#### Tarefas
a: Responda às perguntas abaixo com base no texto sobre a canção.
(i) Na letra, o que o paletó enlaça na desordem do armário embutido?
(ii) Quem se quis ser em vez de Alex naquele exato momento?
(iii) Em que parte da trilha sonora a canção vai tocar?
b: Prolongue o texto sobre a canção a partir do ponto em que ele termina.

━━ Texto fornecido

Se entornaste a nossa sorte pelo chão
Se na bagunça do teu coração
Meu sangue errou de veia e se perdeu

Como, se na desordem do armário embutido
Meu paletó enlaça o teu vestido
E o meu sapato inda pisa no teu

Como, se nos amamos feito dois pagãos
Teus seios ainda estão nas minhas mãos
Me explica com que cara eu vou sair

Não, acho que estás te fazendo de tonta
Te dei meus olhos pra tomares conta
Agora conta como hei de partir.

[Chico Buarque “ Féla da Puta Genial” de Holanda]

Roubei esta canção para ti, só para descontar as 3 estrofes que esse safado nos roubou da vida. Então, por vingança, o salafrário se mancomunou contigo com o claro intuito de me fazer desaguar. Chorei, Chorei, mas não fiquei com dó de mim não, de jeito nenhum. Como diria Willian Blake, “Excesso de choro ri e excesso de riso chora“. Assim, chorei de sorrir. Então chorei mais e mais ao ouvi-la contigo, mesmo tu estando lá do outro lado do espelho. Quis ser Alice ao invés de Alex nesse exato momento, mas acho que cachos louros e laços não combinam tanto assim comigo. Então cantei, cantei! RS e não foi cruel cantar assim, pois atrás do espelho tinha ouvidos sim. Meus olhos marejaram, mas segurei pra não perder o tom nem o juízo. Portanto e por tudo isso, essa é a parte da trilha sonora que vai tocar nos créditos, depois do happy end e do the end. Porque é justamente depois desses ends, que poderemos viver e envelhecer em paz.

━━━━
━━ Registros fornecidos

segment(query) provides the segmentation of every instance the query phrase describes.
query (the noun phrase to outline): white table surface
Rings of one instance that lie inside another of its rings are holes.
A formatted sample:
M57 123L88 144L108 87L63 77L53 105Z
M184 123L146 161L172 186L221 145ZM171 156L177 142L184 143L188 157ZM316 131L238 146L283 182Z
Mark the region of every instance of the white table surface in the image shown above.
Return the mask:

━━━━

#### Lista de respostas
a:
(i) O teu vestido.
(ii) Alice.
(iii) Nos créditos, depois do happy end e do the end.

b:
[Alex “Féla da Puta Sortudo” Camilo de Melo]

18 junho, 2009


AI, AI...

Respira, expira, suspira, inspira e o peito continua descompassado. Dois pra lá, dois pra cá, te piso o pé e você nem reclama, deixo de olhar teus pés e olho teu sorriso, eu todo envergonhado. Respira, expira, suspira, inspira... Rodamos no próprio eixo até ficarmos tontos, quase caímos, soltamos gostosas gargalhadas. Suspira, inspira, respira, expira... Te trago contra meu corpo, aperto tua cintura, te rio de lado, meu coração já um pouco mais calmo. Me mordes o lóbulo da orelha e meus pelos se eriçam dos pés a cabeça. Paro a dança e a música continua, dou-te um beijo e tudo pára, tudo vira silêncio, e só se ouve respiração, expiração, suspiros e inspiração, corações batendo no mesmo ritmo descompassado e os sons barulhentos do beijo de quem não está nem aí pra nada, nada, nada.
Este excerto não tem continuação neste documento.